§ **Your task**
Locate each line of the material that contains the string "window" and copy every such line. Matching is case-sensitive.
##### Input
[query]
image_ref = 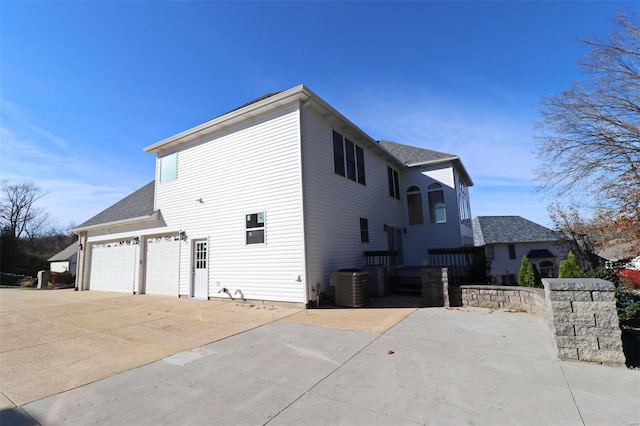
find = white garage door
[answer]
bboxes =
[89,240,138,293]
[145,236,180,296]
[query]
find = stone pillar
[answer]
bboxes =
[38,271,51,288]
[422,267,449,308]
[542,278,625,365]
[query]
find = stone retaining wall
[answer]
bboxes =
[422,267,450,308]
[460,285,547,317]
[542,278,625,365]
[460,278,625,365]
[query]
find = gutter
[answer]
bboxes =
[71,210,160,235]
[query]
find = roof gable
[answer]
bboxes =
[77,181,155,228]
[47,241,78,262]
[378,140,458,166]
[378,140,473,186]
[473,216,567,246]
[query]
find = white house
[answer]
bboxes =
[473,216,571,285]
[75,85,473,304]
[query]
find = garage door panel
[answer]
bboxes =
[89,240,138,293]
[145,236,180,296]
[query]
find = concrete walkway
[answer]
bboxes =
[0,298,640,426]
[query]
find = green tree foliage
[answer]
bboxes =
[558,251,585,278]
[518,256,542,288]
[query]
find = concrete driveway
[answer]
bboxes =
[0,292,640,426]
[0,289,413,410]
[0,289,299,409]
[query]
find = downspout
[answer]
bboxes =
[298,98,312,305]
[75,232,87,291]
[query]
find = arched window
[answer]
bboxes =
[540,260,556,278]
[407,186,424,225]
[427,183,447,223]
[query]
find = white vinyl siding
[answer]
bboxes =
[89,239,138,294]
[144,235,180,296]
[158,152,178,182]
[155,105,307,303]
[302,110,403,287]
[400,164,462,266]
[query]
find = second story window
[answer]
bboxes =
[245,212,265,244]
[407,186,424,225]
[427,183,447,223]
[360,217,369,243]
[160,152,178,182]
[387,166,400,200]
[333,130,366,185]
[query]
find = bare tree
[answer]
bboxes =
[536,12,640,253]
[547,203,606,266]
[0,180,47,239]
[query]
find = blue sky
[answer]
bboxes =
[0,1,637,227]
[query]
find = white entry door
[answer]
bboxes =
[193,240,209,299]
[144,235,180,296]
[89,240,138,294]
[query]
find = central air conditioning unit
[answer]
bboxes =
[331,269,370,308]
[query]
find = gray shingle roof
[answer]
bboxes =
[378,141,458,166]
[78,181,155,228]
[473,216,567,246]
[47,241,78,262]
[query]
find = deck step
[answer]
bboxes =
[393,276,422,296]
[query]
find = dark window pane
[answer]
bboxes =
[429,190,447,223]
[360,217,369,243]
[356,145,366,185]
[333,130,344,176]
[407,193,424,225]
[247,229,264,244]
[393,170,400,200]
[344,139,356,181]
[387,166,396,197]
[246,213,264,229]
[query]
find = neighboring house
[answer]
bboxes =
[473,216,571,285]
[47,241,78,275]
[74,86,473,304]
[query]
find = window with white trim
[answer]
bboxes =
[387,166,400,200]
[427,183,447,223]
[360,217,369,243]
[333,130,366,185]
[160,152,178,182]
[245,212,265,244]
[407,186,424,225]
##########
§ **Response to the task**
find = arched window
find = second story window
find = dark window pane
find = window with white trim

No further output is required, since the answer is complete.